*Extrait*:
Océan Indien

Les Comores entre coopération et préventions sécuritaires

  • Publié le 20 octobre 2014 à 05:15

Moins d'un mois après le IVe Sommet des Chefs d'Etat de la Commission de l'océan Indien qui s'est tenu fin août en Grande Comore, le quai d'Orsay plaçait les Comores, et 10 autres pays, sur la liste des destinations "à risques", où les ressortissants français peuvent être soumis au risque d'actions djihadistes. Une prévention consécutive à l'entrée en guerre de la France contre l'organisation terroriste nommée Etat islamique. Cette mesure n'a pas remis pas en cause les différentes actions de coopération franco-comoriennes, qu'elles procèdent de Paris, comme une nouvelle annulation de la dette comorienne à hauteur de 4,9 millions d'euros - après celles du Club de Paris (*) 8,06 millions de dollars en février 2013, et les 6,8 millions de dollars de l'accord de réaménagement entre la France et l'Union européenne, en juin de la même année - ou de La Réunion, à l'instar de convention qui vient d'être signée au Palais de la Source par Anjouan, Ngazidja (Grande Comore), Moheli et le conseil général. Une convention à large spectre qui porte sur des secteurs d'importance, tels que l'agriculture, le médico-social, l'insertion des jeunes, l'éducation, l'eau et l'assainissement, la sécurité civile ou encore l'environnement (Photo archives ipreunion : l'île d'Anjouan).

Néanmoins les sujets épineux ne manquent pas, tous liés aux classiques questions de souveraineté portant sur les îles Éparses du canal de Mozambique, de vieux contentieux entre la France et les Comores (Mayotte), réactivés par les perspectives d'exploitation du gigantesque gisement de gaz naturel profond qui s'étend du Mozambique à l'archipel des Comores, dans des eaux où se chevauchent périmètres de zones économiques exclusives, plus ou moins bien établis et validés, revendications de souveraineté, et appétits des multinationales du pétrole, plus puissantes que les États concernés.

Et les diverses initiatives de coopération doivent se lire comme autant de mesures visant à "lisser" les relations diplomatiques entre la France, dans sa dimension india-océanique, et l'État comorien campé sur ses prétentions territoriales.

"Mettre fin intelligemment à ce génocide…"

Les Comores revendiquant leur souveraineté sur Mayotte - quand bien même les Mahorais ont fait valoir à plusieurs reprises leur volonté à disposer d'eux-mêmes - les politiques étrangères comorienne et françaises vivent sur des fictions politico-géographiques inversées, dont la première fait de Mayotte l'une des composantes du territoire comorien. La vision comorienne est soutenue par les instances décolonisatrices de l'ONU, qui se fondent sur une lecture des faits qui légitime le refus par l'Etat comorien de s'opposer à une émigration incontrôlée, peu ou prou utilisée comme une arme diplomatique paradoxale.

Aux Comores, réflexe nationaliste oblige, on brandit les "vingt mille morts" du trafic des kwassa kwassa, présentés comme autant de victimes de la politique coloniale de la France et du "visa Balladur", instauré en 1994, pour limiter le flux migratoire clandestin.

*Activité*:
D'après l'article sur les Comores, répondez à ces questions.
1. À combien s'élève la nouvelle annulation de la dette comorienne décidée par Paris ?
2. Sur quelle étendue se trouve le gisement de gaz naturel profond ?
3. En quelle année le « visa Balladur » a-t-il été instauré ?
La consultation des entrées n'est pas nécessaire.

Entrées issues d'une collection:
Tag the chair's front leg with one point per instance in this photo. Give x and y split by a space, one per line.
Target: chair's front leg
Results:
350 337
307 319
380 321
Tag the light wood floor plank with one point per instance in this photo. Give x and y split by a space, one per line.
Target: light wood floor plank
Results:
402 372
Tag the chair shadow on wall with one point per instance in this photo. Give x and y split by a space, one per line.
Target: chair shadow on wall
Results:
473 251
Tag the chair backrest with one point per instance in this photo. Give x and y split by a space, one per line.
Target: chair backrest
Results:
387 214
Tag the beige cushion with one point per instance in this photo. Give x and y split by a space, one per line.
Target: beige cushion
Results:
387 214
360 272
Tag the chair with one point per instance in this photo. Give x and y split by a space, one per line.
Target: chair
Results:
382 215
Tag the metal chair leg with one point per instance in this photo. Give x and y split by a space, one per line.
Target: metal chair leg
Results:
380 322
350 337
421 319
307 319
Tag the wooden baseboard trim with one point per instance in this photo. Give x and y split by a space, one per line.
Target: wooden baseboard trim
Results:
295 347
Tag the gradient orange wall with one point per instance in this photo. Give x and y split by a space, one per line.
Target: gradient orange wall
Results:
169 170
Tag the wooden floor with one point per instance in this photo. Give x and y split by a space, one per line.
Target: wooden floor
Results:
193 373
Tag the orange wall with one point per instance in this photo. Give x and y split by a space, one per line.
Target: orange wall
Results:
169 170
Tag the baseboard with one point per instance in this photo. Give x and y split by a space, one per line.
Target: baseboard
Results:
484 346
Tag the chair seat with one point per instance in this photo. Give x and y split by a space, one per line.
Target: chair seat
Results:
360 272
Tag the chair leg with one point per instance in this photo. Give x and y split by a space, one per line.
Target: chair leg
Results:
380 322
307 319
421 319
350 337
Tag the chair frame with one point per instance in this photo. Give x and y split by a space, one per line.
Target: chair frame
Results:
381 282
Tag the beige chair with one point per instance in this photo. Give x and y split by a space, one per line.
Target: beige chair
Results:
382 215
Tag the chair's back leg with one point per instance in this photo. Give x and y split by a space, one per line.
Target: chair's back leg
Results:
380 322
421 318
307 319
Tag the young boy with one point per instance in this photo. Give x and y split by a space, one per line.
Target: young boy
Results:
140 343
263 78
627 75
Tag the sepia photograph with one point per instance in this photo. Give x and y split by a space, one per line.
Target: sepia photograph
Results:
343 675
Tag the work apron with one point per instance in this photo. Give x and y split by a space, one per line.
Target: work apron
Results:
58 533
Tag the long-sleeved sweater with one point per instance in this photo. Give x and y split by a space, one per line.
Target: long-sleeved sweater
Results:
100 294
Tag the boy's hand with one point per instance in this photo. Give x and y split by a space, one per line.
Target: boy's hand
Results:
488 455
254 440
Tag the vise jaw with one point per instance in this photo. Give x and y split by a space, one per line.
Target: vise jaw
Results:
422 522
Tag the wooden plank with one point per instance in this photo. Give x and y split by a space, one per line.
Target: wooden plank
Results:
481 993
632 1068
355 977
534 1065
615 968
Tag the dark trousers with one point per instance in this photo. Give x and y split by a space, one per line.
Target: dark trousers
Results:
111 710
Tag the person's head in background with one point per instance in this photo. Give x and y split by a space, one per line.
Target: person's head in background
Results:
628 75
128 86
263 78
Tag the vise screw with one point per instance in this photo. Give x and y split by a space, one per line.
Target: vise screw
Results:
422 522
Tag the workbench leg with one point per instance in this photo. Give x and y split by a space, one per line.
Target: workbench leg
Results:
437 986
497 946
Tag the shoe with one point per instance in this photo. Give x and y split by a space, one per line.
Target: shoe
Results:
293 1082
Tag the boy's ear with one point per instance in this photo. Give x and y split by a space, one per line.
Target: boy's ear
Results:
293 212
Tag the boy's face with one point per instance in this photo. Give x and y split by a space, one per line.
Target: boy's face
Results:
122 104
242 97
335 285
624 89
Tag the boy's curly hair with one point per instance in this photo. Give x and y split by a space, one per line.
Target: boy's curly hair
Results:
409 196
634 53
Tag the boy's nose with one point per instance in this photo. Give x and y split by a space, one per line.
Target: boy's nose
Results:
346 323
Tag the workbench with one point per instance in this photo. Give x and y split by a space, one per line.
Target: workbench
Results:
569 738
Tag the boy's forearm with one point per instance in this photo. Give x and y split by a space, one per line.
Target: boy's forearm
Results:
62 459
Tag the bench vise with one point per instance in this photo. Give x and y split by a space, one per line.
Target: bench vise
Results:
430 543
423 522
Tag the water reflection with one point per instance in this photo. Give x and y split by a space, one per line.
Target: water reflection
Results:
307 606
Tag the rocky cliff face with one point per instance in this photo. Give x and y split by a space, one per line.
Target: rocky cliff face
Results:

*Solution proposée*:
1. La nouvelle annulation s'élève à 4,9 millions d'euros.
2. Le gisement s'étend du Mozambique à l'archipel des Comores.
3. Le « visa Balladur » a été instauré en 1994.